▸ **Materials provided**:
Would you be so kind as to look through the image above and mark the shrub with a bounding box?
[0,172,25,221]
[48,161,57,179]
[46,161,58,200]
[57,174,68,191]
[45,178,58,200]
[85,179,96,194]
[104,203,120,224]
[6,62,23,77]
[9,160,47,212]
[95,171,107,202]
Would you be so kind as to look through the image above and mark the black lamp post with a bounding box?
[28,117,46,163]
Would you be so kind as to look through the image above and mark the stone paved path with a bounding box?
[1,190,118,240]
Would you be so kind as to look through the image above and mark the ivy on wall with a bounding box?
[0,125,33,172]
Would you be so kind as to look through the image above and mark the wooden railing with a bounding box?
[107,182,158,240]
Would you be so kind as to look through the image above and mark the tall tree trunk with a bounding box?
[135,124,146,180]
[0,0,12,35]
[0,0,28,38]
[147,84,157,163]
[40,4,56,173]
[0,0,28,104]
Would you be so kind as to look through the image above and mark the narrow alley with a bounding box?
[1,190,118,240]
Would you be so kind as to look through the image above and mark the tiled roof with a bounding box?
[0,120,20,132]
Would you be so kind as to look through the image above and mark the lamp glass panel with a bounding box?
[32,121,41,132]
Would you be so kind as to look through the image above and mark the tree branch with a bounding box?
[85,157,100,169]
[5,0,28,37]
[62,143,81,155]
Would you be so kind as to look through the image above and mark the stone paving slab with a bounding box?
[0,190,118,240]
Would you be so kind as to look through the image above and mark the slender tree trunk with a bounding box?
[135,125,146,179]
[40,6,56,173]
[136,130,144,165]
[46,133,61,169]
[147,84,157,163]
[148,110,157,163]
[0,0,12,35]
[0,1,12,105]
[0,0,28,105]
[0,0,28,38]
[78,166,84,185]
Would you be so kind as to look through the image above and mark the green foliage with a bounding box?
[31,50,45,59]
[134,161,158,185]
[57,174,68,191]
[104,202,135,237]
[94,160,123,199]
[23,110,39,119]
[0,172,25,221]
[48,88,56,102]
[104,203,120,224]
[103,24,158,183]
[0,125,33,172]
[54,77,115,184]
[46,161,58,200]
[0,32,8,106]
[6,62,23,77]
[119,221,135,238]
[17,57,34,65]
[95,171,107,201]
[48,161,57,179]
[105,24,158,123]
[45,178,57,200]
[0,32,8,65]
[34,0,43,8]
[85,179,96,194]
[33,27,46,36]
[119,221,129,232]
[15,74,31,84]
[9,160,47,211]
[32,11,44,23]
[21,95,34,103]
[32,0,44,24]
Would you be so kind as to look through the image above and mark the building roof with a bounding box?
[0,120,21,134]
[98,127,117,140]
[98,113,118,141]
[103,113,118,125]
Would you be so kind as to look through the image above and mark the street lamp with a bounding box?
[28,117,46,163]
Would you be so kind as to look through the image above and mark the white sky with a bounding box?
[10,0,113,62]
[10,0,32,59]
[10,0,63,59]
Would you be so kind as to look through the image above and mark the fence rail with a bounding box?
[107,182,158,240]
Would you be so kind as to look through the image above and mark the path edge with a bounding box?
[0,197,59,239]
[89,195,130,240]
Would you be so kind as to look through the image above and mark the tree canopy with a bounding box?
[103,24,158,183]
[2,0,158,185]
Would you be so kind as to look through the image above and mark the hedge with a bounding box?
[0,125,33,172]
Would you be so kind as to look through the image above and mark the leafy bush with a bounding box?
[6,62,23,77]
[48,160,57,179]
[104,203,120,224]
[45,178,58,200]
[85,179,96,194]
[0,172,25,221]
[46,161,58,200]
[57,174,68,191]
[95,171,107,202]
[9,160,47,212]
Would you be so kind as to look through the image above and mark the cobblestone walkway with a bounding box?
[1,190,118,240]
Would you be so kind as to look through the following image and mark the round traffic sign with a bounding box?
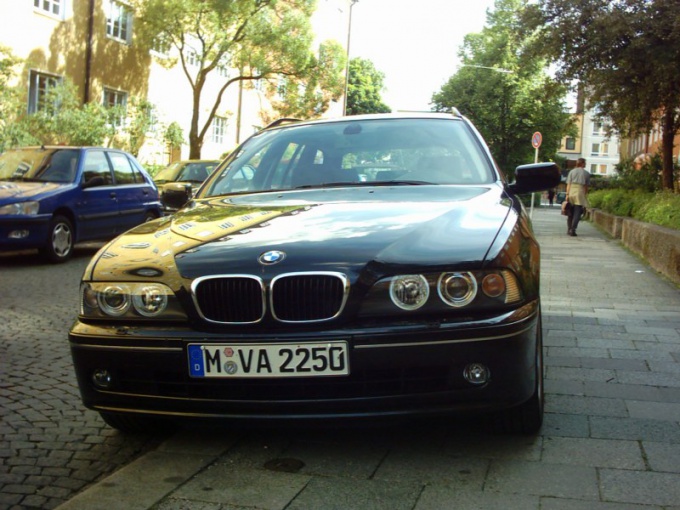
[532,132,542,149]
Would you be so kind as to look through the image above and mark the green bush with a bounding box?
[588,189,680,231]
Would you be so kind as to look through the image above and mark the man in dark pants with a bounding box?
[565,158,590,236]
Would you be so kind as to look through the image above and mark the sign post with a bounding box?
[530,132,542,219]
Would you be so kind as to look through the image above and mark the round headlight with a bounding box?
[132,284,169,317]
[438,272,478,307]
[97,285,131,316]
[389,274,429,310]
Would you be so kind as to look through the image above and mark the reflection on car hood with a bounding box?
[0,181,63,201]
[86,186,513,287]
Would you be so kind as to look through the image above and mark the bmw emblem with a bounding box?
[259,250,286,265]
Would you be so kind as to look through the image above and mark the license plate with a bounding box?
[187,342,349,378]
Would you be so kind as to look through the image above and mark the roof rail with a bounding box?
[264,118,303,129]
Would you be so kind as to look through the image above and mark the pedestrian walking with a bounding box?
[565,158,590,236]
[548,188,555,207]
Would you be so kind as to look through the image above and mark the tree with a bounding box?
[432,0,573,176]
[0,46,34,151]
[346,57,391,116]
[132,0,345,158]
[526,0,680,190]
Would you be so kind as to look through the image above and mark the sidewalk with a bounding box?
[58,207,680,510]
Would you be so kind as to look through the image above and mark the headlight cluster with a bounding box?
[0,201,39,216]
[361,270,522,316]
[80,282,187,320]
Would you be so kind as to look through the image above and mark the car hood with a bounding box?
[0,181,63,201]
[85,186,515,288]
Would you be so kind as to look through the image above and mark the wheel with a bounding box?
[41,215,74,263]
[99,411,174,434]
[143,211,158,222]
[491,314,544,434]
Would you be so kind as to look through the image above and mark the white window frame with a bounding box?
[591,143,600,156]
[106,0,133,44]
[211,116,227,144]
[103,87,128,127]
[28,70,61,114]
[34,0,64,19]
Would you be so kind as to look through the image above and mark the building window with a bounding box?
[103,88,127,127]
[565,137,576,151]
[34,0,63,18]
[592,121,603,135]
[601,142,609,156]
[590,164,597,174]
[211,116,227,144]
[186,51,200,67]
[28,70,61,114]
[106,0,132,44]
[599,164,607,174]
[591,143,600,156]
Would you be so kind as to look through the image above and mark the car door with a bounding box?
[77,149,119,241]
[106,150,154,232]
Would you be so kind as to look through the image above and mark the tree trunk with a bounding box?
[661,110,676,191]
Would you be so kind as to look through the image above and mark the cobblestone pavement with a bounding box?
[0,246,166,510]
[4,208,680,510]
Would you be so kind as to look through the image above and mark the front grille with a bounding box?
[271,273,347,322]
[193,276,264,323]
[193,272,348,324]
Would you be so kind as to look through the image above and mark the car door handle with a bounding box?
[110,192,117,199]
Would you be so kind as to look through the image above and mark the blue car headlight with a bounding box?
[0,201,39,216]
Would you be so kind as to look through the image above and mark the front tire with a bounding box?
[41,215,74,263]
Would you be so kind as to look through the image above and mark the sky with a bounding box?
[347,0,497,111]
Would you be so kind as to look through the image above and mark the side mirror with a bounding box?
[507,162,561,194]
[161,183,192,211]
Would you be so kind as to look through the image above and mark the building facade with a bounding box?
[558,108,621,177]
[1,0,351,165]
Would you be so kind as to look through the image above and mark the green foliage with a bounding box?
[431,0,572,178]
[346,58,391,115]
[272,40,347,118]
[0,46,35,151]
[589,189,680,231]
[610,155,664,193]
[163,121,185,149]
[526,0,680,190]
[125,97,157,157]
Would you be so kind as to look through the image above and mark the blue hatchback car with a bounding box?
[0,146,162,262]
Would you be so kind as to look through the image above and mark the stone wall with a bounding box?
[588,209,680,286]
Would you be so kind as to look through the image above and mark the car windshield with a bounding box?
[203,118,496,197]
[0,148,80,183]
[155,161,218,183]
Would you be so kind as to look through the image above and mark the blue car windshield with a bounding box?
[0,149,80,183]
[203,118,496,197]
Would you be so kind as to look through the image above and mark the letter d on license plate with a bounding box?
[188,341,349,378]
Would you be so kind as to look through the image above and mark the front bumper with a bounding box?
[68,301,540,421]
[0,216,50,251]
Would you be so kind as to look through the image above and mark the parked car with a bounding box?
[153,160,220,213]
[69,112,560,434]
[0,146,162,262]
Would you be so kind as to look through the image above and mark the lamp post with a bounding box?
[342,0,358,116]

* * *

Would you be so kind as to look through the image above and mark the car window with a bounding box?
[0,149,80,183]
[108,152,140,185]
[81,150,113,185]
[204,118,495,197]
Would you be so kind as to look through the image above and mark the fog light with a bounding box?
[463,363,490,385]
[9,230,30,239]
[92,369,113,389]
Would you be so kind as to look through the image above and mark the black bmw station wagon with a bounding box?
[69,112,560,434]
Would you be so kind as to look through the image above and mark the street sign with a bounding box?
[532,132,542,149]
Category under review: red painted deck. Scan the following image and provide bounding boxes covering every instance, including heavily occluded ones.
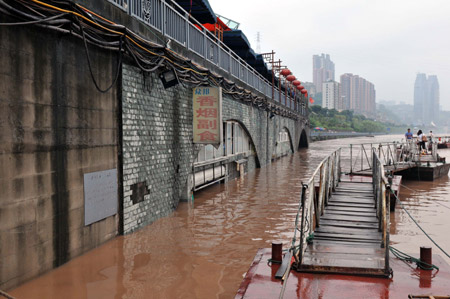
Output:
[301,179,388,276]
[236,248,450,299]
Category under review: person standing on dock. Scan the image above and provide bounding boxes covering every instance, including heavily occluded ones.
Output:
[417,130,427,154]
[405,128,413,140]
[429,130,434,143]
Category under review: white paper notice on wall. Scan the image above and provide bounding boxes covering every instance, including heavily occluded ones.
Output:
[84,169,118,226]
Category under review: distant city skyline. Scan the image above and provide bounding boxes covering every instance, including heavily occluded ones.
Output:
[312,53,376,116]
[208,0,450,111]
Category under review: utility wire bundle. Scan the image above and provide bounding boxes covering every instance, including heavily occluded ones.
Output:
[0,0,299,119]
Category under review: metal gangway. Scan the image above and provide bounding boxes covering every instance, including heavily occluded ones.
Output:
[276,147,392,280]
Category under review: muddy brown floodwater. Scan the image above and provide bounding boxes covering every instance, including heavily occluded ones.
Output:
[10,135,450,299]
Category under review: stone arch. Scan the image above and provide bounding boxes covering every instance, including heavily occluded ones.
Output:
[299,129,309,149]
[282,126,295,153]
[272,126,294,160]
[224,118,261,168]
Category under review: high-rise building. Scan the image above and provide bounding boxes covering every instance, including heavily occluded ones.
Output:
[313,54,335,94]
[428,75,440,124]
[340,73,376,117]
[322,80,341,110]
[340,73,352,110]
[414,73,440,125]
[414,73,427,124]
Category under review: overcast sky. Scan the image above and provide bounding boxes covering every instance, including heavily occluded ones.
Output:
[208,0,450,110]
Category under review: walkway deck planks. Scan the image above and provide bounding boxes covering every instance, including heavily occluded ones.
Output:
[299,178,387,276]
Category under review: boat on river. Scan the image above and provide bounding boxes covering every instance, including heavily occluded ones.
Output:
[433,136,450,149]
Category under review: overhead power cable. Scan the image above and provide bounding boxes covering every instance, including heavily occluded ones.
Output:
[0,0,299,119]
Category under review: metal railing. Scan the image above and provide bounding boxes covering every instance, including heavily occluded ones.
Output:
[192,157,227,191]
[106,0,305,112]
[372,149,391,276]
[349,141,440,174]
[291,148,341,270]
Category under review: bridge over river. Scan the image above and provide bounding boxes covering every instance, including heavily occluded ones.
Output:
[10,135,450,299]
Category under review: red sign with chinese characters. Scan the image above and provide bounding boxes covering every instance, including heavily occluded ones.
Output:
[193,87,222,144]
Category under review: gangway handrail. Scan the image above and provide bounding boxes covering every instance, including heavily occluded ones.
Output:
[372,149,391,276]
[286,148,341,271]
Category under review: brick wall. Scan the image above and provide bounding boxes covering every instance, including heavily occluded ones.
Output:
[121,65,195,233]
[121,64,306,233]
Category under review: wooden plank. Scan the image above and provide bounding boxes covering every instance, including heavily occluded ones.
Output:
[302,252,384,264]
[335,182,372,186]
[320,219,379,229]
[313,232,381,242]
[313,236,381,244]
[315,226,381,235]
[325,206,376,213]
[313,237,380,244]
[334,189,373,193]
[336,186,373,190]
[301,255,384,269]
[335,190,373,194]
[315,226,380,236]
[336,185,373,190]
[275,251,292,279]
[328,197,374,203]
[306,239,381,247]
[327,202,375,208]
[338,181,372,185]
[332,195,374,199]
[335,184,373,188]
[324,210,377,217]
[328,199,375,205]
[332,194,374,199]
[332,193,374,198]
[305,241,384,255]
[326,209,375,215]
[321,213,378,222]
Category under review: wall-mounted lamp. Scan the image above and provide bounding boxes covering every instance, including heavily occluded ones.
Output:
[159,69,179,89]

▸ **Task to carry out**:
The exercise is to copy out every line above that has the word "river" in it.

▸ **Your response**:
Category under review: boat on river. Scan the image above and provide bounding boxes covering every instance, including heavily occluded ones.
Category under review: bridge over river. Scan the image above and provide bounding boxes covering every instance, including heavily occluded ones.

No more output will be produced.